Everything from the line containing "Please tag every instance of the decorative" to the last line of the records must be returned verbatim; nothing else belongs in the output.

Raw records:
★ ★ ★ ★

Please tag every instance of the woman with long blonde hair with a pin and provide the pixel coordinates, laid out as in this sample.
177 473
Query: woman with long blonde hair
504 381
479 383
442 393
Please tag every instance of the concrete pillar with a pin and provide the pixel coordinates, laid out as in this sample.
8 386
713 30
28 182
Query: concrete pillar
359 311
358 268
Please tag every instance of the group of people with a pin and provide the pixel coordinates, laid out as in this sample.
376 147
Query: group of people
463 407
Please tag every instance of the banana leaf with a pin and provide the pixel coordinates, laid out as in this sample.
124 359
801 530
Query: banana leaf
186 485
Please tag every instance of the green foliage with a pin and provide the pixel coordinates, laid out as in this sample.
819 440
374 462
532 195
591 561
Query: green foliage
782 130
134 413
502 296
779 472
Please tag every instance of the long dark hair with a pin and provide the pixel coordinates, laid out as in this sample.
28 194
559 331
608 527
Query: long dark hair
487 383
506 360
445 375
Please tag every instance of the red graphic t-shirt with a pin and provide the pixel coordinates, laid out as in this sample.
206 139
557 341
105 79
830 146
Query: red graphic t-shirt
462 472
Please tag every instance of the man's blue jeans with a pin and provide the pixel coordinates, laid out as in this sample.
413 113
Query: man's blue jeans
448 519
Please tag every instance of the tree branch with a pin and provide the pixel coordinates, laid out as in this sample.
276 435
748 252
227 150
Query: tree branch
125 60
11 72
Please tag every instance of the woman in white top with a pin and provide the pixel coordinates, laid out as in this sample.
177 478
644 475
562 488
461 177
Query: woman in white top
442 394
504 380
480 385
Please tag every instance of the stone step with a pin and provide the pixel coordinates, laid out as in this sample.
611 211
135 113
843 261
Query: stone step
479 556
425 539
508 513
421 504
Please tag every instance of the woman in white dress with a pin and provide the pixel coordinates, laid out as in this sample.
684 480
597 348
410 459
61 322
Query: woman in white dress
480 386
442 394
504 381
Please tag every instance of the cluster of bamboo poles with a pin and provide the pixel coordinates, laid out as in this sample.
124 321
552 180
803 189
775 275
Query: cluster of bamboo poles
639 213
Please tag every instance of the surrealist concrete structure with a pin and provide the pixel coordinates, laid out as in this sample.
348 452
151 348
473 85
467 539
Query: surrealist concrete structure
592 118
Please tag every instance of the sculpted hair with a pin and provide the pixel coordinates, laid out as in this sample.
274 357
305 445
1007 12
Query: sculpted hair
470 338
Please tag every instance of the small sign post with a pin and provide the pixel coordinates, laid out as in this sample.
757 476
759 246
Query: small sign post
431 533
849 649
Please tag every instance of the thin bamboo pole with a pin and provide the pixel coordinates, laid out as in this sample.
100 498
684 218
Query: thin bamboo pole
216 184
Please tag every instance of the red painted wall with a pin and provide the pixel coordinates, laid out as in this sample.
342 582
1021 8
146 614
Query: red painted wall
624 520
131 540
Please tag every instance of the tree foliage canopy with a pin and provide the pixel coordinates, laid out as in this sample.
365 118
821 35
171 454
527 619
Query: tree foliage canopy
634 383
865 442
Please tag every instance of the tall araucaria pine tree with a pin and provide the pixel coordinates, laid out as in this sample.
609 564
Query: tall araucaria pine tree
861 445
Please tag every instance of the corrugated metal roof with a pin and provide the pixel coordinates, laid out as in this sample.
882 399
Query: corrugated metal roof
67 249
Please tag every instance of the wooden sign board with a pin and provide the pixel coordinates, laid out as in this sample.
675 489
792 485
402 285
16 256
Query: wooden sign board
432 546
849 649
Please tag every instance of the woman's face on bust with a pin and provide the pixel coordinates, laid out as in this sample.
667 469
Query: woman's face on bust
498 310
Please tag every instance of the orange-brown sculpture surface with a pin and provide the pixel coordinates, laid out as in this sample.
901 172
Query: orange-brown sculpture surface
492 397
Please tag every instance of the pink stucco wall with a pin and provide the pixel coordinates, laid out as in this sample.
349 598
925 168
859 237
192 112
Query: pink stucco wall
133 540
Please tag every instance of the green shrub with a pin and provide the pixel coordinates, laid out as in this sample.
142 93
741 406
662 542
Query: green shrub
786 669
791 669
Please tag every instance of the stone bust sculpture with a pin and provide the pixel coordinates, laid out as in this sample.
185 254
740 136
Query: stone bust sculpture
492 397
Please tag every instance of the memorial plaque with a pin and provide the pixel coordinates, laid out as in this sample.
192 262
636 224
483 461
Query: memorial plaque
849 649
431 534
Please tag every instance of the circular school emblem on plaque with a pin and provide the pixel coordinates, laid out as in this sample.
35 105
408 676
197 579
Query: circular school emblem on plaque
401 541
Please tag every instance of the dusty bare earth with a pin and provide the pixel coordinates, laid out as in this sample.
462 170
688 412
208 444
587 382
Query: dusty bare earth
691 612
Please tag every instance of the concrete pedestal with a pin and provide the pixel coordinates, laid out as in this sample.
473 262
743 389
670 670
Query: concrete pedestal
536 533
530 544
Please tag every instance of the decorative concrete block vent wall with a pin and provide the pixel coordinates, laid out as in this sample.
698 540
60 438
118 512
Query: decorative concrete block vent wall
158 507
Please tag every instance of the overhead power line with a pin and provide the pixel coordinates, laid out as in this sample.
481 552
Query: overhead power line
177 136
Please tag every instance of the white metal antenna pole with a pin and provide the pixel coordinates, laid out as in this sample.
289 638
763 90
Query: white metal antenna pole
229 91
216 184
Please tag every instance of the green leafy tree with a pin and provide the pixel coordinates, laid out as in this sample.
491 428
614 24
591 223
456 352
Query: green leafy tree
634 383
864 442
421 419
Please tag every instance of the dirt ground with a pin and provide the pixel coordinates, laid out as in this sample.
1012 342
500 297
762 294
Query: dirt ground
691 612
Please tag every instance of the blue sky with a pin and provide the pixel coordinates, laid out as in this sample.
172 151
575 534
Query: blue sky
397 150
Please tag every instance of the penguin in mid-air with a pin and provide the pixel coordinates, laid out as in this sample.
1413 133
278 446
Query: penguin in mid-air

★ ★ ★ ★

RESPONSE
Please tag every instance of the decorative concrete block vent wall with a pin and provide the pixel coordinates, laid out as in this sample.
698 540
60 438
118 512
Query: decorative concrete block vent wall
158 507
Please tag every instance of the overhead power line with a pin and provide the pixel coordinates, laid out as in this sample.
481 552
Query: overhead power line
177 136
Please tag every instance of the white metal antenna pole with a pin and provide the pixel coordinates, laid out as in this sample.
289 638
763 90
Query: white metal antenna pole
229 91
216 184
Please tag every instance of the green leafy tree with a pin and provide the pixel coordinates, laid out as in this sample.
491 428
614 24
591 223
456 352
Query: green leafy tree
634 383
864 442
421 419
Please tag every instance of the dirt ground with a pin and provide the pixel coordinates, laid out as in this sample.
1012 342
500 297
762 294
Query: dirt ground
691 612
Please tag every instance of the blue sky with a pin and provide the pixel coordinates, laid out as in this sample.
172 151
575 534
Query: blue sky
397 150
Please tag every instance of the penguin in mid-air with a pin and provide the pixel coordinates, laid out as in this sample.
1413 133
278 446
Query: penguin in mid-air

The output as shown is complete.